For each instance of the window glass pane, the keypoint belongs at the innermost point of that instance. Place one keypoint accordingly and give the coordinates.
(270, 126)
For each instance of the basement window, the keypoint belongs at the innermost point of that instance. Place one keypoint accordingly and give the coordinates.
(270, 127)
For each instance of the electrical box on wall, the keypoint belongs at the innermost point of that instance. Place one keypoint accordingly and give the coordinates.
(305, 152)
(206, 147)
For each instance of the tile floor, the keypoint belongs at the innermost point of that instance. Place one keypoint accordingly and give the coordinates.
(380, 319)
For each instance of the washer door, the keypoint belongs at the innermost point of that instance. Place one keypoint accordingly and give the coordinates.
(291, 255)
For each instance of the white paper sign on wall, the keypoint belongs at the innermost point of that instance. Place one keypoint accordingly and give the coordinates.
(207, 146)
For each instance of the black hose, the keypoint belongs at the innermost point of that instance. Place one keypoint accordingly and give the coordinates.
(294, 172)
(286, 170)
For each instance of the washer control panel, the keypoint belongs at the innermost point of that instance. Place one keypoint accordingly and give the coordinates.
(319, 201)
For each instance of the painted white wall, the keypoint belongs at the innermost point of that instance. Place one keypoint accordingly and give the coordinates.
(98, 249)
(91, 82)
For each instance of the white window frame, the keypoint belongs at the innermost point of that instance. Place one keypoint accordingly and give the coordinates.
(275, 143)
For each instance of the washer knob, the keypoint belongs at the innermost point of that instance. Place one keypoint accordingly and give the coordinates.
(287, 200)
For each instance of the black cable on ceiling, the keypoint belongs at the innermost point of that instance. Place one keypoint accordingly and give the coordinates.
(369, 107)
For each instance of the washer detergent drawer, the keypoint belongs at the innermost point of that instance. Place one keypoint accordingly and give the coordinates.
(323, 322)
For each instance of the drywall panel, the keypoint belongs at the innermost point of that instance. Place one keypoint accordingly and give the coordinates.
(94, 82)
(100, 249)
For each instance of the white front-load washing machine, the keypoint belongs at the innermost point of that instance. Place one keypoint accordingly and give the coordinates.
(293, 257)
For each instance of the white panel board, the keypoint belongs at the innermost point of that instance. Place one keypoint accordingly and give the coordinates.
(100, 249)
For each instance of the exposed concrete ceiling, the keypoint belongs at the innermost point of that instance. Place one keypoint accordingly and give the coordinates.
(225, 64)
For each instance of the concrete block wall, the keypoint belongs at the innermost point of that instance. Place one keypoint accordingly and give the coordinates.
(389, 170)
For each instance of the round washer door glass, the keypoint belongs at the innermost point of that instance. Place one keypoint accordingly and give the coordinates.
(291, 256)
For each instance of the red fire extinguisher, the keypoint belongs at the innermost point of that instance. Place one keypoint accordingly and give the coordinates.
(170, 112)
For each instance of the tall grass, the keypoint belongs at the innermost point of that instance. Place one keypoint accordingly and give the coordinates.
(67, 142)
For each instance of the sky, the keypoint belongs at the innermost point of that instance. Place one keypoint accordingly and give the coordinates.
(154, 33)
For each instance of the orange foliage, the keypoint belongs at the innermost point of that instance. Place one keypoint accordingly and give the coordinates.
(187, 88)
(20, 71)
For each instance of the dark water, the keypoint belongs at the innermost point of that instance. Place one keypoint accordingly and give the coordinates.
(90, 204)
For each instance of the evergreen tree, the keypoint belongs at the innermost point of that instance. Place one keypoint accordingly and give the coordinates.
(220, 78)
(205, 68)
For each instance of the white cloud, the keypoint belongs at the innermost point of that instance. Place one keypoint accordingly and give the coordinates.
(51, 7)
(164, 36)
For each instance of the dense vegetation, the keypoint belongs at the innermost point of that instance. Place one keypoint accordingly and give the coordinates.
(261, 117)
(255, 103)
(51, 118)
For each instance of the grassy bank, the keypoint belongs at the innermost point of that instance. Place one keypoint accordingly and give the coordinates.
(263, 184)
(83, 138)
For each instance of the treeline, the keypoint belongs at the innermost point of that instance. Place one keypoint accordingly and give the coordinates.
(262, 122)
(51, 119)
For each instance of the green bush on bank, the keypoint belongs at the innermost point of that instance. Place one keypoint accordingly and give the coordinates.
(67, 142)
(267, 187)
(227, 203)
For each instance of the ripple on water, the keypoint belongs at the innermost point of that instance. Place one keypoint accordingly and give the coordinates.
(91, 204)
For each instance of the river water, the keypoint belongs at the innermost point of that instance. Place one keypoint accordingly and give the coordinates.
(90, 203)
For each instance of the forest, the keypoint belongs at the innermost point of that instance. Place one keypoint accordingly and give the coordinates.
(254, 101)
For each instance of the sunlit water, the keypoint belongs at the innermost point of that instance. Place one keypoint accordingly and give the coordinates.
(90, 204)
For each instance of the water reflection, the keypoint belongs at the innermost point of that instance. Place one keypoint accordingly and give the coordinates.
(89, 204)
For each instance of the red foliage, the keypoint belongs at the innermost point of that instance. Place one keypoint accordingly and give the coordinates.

● ● ● ●

| Task details |
Begin with the line containing "For each instance of the river" and repeat each line exactly until the records above end.

| Your solution |
For each instance of the river water, the keypoint belongs at the innermost point of that instance. Place one keypoint accordingly and give the coordinates.
(90, 203)
For each instance of the forest, the keypoint belongs at the innermost point of that instance. Place one keypoint accordingly and give the coordinates.
(254, 101)
For each instance of the sunlit water, the keypoint belongs at the innermost point of that instance. Place one keypoint accordingly and give the coordinates.
(90, 204)
For each instance of the water reflection, the keypoint belongs at the innermost point of that instance. Place one keypoint accordingly and give the coordinates.
(89, 204)
For each instance of the red foliage, the keypoint belongs at the innermost point of that instance. Place one keypoint accordingly and give the coordinates.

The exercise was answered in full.